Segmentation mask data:
=-=-=

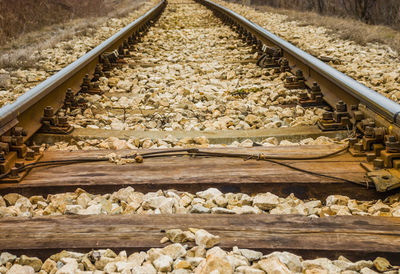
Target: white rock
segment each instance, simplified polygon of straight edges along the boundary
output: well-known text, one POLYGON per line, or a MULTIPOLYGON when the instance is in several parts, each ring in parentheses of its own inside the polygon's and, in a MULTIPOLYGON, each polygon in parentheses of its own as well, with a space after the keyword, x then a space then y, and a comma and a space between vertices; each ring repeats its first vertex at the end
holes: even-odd
POLYGON ((258 261, 263 256, 263 254, 261 252, 251 250, 251 249, 239 249, 239 252, 247 260, 249 260, 249 262, 258 261))
POLYGON ((161 272, 171 271, 172 258, 167 255, 161 255, 153 261, 154 267, 161 272))
POLYGON ((220 242, 219 236, 212 235, 204 229, 197 230, 194 237, 196 244, 205 248, 211 248, 220 242))
POLYGON ((271 210, 279 204, 279 197, 267 192, 257 194, 253 199, 253 206, 262 210, 271 210))
POLYGON ((198 197, 206 199, 206 200, 212 200, 212 199, 215 199, 218 196, 221 196, 222 192, 219 191, 216 188, 209 188, 207 190, 197 192, 196 195, 198 197))

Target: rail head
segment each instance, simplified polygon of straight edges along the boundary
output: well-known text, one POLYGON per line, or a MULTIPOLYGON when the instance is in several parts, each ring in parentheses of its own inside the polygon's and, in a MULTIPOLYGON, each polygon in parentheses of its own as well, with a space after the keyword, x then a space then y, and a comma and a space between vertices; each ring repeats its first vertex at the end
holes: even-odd
POLYGON ((217 10, 228 16, 233 21, 250 31, 252 34, 256 35, 257 38, 264 41, 267 40, 278 48, 281 48, 283 52, 297 59, 299 62, 302 62, 311 70, 319 73, 325 79, 334 83, 340 89, 353 96, 360 103, 367 106, 376 114, 384 117, 388 122, 400 126, 400 105, 398 103, 390 100, 389 98, 386 98, 378 92, 339 72, 338 70, 325 64, 318 58, 306 53, 305 51, 297 48, 296 46, 285 41, 284 39, 265 30, 261 26, 246 19, 240 14, 237 14, 236 12, 210 0, 198 1, 210 7, 211 9, 217 10))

=-=-=

> [Exercise aim]: Leave out the pictures and print every line of the data exactly.

> [Answer space]:
Target: white rock
segment each instance, simplified polygon of straight edges along the boundary
output: well-known text, one POLYGON per line, or a MULTIPOLYGON when the instance is in several parts, each ring in parentheses of its own inside the polygon's and, in a MULTIPOLYGON, each polygon in parentheses of its own as well, with a space after the keyword, x then a space then y, and a comma and a space between vertices; each ring repeats its first vertex at the end
holes: even-odd
POLYGON ((258 261, 263 256, 263 254, 261 252, 251 250, 251 249, 239 249, 239 252, 247 260, 249 260, 249 262, 258 261))
POLYGON ((161 272, 171 271, 172 258, 167 255, 161 255, 153 261, 154 267, 161 272))
POLYGON ((220 242, 219 236, 212 235, 204 229, 197 230, 194 237, 196 244, 205 248, 211 248, 220 242))
POLYGON ((271 210, 279 204, 279 197, 267 192, 257 194, 253 199, 253 206, 262 210, 271 210))
POLYGON ((198 197, 206 199, 206 200, 212 200, 212 199, 215 199, 218 196, 221 196, 222 192, 219 191, 216 188, 209 188, 207 190, 197 192, 196 195, 198 197))

Target: rail head
segment each instance, simplified polygon of straight edges along the boundary
output: well-known text, one POLYGON per line, or a MULTIPOLYGON when the instance is in several parts, each ring in parentheses of its own inside the polygon's and, in a MULTIPOLYGON, each polygon in parentheses of its own as well, with a space after the keyword, x then a space then y, and a comma and a space between vertices; each ring repeats its first vertex at the end
holes: even-odd
POLYGON ((217 10, 228 16, 233 21, 250 31, 252 34, 256 35, 257 38, 264 41, 267 40, 278 48, 281 48, 283 52, 297 59, 299 62, 302 62, 311 70, 319 73, 325 79, 334 83, 340 89, 353 96, 360 103, 367 106, 376 114, 384 117, 388 122, 400 126, 400 105, 398 103, 390 100, 389 98, 386 98, 378 92, 339 72, 338 70, 325 64, 318 58, 306 53, 305 51, 297 48, 296 46, 285 41, 284 39, 265 30, 261 26, 246 19, 240 14, 237 14, 236 12, 210 0, 198 1, 210 7, 211 9, 217 10))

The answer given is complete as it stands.